** START **

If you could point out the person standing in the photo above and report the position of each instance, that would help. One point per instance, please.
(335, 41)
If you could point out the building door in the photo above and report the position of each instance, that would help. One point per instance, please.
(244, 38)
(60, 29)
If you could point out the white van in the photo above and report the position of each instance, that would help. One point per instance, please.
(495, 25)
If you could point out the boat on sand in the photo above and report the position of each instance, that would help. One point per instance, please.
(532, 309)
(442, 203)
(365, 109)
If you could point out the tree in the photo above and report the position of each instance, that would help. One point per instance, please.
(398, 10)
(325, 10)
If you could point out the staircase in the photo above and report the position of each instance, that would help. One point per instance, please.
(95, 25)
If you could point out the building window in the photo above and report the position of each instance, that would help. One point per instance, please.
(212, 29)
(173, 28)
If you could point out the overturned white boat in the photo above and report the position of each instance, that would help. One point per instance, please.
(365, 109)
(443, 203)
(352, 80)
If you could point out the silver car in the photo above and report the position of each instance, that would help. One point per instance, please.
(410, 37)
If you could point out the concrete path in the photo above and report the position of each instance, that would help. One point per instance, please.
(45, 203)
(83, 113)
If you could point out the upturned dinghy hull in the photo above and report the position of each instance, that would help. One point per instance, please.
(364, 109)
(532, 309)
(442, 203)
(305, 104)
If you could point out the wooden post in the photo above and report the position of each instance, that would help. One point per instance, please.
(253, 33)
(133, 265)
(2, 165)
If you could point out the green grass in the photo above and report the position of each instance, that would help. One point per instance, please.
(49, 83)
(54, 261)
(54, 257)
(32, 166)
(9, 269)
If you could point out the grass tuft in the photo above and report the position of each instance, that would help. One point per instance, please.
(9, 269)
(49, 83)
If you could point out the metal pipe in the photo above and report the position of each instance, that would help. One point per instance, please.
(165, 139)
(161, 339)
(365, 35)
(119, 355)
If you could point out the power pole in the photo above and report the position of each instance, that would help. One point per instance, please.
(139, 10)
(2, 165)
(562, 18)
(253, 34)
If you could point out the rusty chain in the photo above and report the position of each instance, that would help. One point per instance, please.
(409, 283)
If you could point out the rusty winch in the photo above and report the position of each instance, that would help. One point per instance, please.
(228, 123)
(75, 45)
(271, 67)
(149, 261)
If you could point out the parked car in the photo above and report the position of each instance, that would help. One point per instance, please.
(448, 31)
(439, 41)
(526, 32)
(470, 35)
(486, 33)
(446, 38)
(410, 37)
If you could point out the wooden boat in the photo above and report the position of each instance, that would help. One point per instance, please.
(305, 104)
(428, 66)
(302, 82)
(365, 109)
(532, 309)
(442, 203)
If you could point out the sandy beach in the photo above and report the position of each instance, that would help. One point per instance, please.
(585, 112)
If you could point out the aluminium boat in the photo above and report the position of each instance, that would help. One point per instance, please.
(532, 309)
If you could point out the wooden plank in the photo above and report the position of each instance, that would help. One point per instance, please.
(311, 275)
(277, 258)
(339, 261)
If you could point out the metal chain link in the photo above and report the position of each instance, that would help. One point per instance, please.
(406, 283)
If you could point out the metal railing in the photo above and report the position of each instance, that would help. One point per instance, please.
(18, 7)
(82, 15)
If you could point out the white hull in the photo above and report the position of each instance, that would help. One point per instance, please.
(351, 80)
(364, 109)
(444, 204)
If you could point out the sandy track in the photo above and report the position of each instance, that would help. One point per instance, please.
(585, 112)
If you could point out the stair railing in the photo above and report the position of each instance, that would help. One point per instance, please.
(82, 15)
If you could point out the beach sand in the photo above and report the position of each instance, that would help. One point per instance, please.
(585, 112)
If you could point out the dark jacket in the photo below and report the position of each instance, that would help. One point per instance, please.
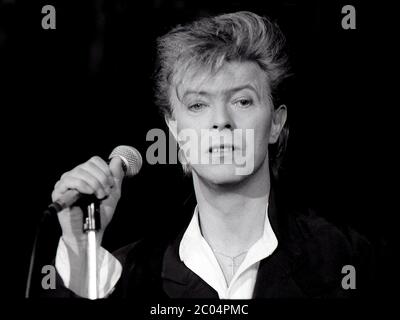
(307, 263)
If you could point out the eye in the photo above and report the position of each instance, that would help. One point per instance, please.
(243, 103)
(196, 107)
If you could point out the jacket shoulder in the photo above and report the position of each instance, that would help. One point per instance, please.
(329, 252)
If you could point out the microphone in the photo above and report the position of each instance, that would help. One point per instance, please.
(131, 165)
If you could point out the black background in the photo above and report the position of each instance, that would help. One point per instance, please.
(86, 87)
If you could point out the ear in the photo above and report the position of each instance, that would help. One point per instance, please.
(172, 125)
(278, 121)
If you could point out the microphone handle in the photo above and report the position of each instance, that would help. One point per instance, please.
(71, 198)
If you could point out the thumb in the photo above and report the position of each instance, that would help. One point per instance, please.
(116, 170)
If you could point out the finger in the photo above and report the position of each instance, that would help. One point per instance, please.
(70, 182)
(103, 166)
(97, 173)
(116, 170)
(91, 179)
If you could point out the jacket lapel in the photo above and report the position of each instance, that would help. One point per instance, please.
(275, 273)
(179, 281)
(274, 277)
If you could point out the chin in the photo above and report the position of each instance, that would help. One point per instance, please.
(221, 174)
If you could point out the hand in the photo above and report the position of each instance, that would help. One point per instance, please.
(92, 177)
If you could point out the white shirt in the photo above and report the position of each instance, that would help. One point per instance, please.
(198, 256)
(194, 252)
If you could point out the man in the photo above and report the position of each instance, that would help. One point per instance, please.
(216, 76)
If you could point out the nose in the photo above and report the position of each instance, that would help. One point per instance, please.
(222, 118)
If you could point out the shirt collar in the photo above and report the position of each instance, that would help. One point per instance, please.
(198, 256)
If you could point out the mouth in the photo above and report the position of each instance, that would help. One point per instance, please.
(221, 149)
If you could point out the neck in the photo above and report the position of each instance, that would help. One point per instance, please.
(232, 216)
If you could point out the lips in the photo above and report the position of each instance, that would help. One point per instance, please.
(221, 148)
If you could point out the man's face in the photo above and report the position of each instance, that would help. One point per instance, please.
(235, 99)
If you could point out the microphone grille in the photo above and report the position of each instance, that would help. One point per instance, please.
(131, 159)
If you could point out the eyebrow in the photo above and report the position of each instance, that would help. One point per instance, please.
(225, 92)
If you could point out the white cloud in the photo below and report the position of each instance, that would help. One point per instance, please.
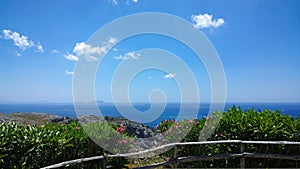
(40, 48)
(16, 53)
(129, 55)
(70, 57)
(54, 51)
(205, 21)
(69, 72)
(21, 41)
(115, 2)
(170, 75)
(88, 51)
(112, 40)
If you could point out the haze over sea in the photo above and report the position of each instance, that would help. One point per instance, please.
(171, 111)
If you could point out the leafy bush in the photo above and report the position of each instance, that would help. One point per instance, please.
(39, 146)
(237, 124)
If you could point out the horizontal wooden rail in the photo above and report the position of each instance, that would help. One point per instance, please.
(192, 158)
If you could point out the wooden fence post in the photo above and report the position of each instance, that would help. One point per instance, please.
(103, 163)
(175, 156)
(242, 160)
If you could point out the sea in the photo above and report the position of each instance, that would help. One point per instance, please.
(170, 112)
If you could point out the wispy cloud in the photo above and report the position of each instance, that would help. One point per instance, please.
(69, 72)
(170, 75)
(70, 57)
(39, 48)
(16, 53)
(54, 51)
(88, 51)
(21, 41)
(129, 55)
(205, 21)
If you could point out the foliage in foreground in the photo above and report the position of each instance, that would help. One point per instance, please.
(237, 124)
(37, 146)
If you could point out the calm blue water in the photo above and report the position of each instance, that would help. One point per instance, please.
(170, 112)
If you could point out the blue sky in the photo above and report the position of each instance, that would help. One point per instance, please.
(257, 41)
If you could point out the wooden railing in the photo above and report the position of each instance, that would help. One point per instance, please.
(176, 160)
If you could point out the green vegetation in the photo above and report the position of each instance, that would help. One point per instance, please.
(23, 146)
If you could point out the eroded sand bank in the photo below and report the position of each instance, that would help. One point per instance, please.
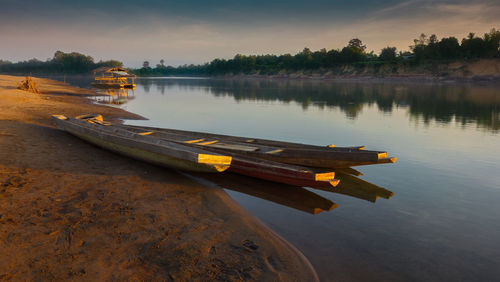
(69, 210)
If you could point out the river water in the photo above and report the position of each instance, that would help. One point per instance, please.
(443, 221)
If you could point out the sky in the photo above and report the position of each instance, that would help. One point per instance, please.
(197, 31)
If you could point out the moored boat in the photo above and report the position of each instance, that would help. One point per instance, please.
(268, 170)
(145, 148)
(283, 152)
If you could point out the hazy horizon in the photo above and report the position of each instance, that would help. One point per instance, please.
(197, 32)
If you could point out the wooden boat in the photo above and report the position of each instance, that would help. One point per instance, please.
(287, 195)
(145, 148)
(106, 77)
(268, 170)
(283, 152)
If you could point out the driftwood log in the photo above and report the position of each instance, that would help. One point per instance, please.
(28, 85)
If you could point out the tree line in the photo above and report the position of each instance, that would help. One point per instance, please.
(67, 63)
(425, 49)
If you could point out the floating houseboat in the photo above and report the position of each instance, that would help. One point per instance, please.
(106, 77)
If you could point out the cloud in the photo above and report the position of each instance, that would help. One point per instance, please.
(195, 32)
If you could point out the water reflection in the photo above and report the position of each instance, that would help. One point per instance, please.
(296, 197)
(430, 102)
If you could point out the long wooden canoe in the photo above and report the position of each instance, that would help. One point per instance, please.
(254, 167)
(283, 152)
(145, 148)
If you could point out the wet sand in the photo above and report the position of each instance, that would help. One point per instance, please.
(69, 210)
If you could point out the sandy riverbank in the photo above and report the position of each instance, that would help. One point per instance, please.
(69, 210)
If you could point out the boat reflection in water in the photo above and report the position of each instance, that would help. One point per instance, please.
(115, 96)
(296, 197)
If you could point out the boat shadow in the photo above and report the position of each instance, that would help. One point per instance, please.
(295, 197)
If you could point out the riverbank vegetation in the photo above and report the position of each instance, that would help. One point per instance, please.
(424, 50)
(61, 63)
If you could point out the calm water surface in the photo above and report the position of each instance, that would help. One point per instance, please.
(443, 222)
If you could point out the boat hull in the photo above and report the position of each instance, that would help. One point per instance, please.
(277, 151)
(147, 152)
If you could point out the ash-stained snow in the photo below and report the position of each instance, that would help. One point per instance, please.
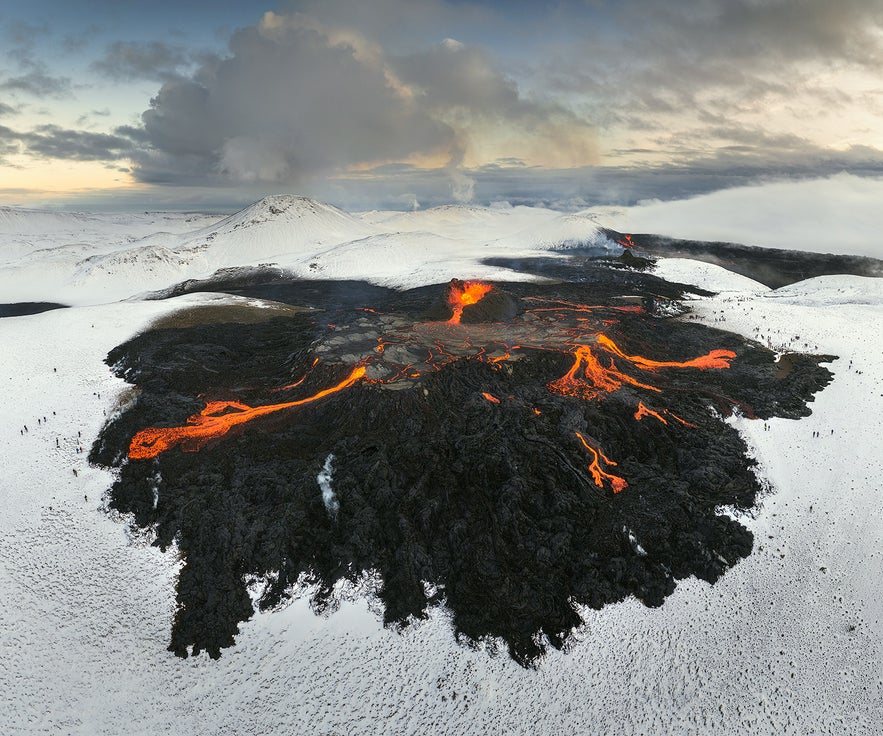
(790, 641)
(329, 497)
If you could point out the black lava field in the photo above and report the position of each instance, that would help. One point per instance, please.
(512, 451)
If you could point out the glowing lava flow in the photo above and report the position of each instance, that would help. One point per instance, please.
(713, 359)
(464, 293)
(587, 379)
(599, 476)
(212, 422)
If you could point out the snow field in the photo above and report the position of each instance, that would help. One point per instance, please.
(790, 641)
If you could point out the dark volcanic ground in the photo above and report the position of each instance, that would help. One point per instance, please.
(459, 468)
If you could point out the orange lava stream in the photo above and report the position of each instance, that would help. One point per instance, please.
(587, 378)
(464, 293)
(643, 411)
(616, 483)
(212, 422)
(713, 359)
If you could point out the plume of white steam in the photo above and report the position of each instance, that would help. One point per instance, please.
(329, 497)
(462, 187)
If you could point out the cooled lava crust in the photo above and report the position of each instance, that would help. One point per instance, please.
(561, 447)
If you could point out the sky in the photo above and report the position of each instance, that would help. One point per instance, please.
(211, 104)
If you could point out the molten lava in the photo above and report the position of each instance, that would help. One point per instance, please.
(616, 482)
(408, 351)
(218, 418)
(463, 294)
(587, 378)
(713, 359)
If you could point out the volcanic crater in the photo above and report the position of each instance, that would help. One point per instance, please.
(515, 452)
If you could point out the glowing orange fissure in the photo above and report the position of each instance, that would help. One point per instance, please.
(216, 420)
(464, 293)
(587, 379)
(598, 475)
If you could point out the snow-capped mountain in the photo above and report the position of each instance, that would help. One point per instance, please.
(790, 640)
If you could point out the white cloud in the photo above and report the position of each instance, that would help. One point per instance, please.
(838, 214)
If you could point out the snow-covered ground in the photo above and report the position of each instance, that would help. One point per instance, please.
(99, 258)
(790, 641)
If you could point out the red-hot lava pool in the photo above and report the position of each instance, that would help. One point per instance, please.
(511, 451)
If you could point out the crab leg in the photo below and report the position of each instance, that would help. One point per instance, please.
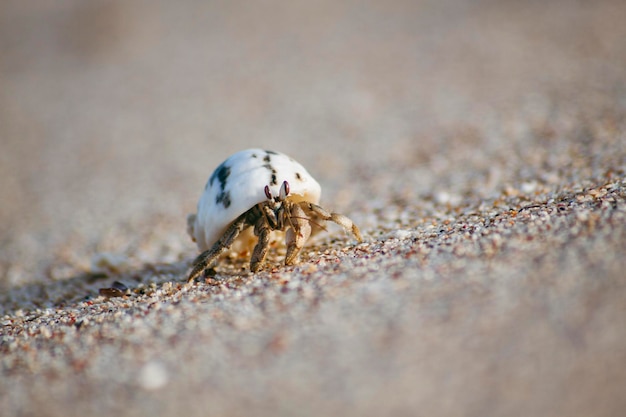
(340, 219)
(206, 258)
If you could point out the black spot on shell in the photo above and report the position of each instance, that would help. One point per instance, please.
(221, 173)
(223, 198)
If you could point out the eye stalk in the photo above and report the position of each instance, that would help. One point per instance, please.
(282, 194)
(284, 190)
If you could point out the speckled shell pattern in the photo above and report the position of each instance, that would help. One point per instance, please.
(238, 184)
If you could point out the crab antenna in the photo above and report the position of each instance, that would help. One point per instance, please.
(284, 190)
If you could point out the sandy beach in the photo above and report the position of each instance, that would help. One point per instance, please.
(479, 146)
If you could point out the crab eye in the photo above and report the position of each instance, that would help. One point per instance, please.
(284, 190)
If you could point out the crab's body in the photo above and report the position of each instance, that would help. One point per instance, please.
(267, 191)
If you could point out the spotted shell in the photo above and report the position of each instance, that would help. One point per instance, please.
(238, 184)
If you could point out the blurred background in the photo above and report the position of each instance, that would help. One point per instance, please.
(113, 113)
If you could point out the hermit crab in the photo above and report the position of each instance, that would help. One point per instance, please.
(263, 192)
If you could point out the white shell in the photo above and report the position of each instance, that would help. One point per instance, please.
(238, 184)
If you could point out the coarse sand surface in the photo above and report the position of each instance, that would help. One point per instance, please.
(479, 145)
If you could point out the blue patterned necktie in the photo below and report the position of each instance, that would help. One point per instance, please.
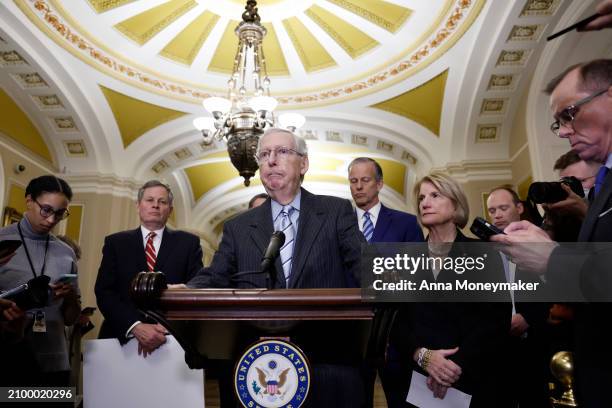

** END **

(Task directions)
Look for the line that contains "If you could point out the hermit", then please copy it and the rest of the lines through the end of the data, pictures excluded.

(Output)
If you could point out the hermit crab in the photo above and report the position of each instance, that would help. One point per instance, please.
(263, 192)
If you could point out the white shell in the photo above and report the position of each instance, that would help. One point per instance, please.
(238, 184)
If you could point out the coarse sand surface in the photo above and report the position of each instance, that would help. One point per instance, please.
(479, 145)
If you could point out the blue patterned necktie in the photo below and report the position of each instance, that would help. One point per instance, please.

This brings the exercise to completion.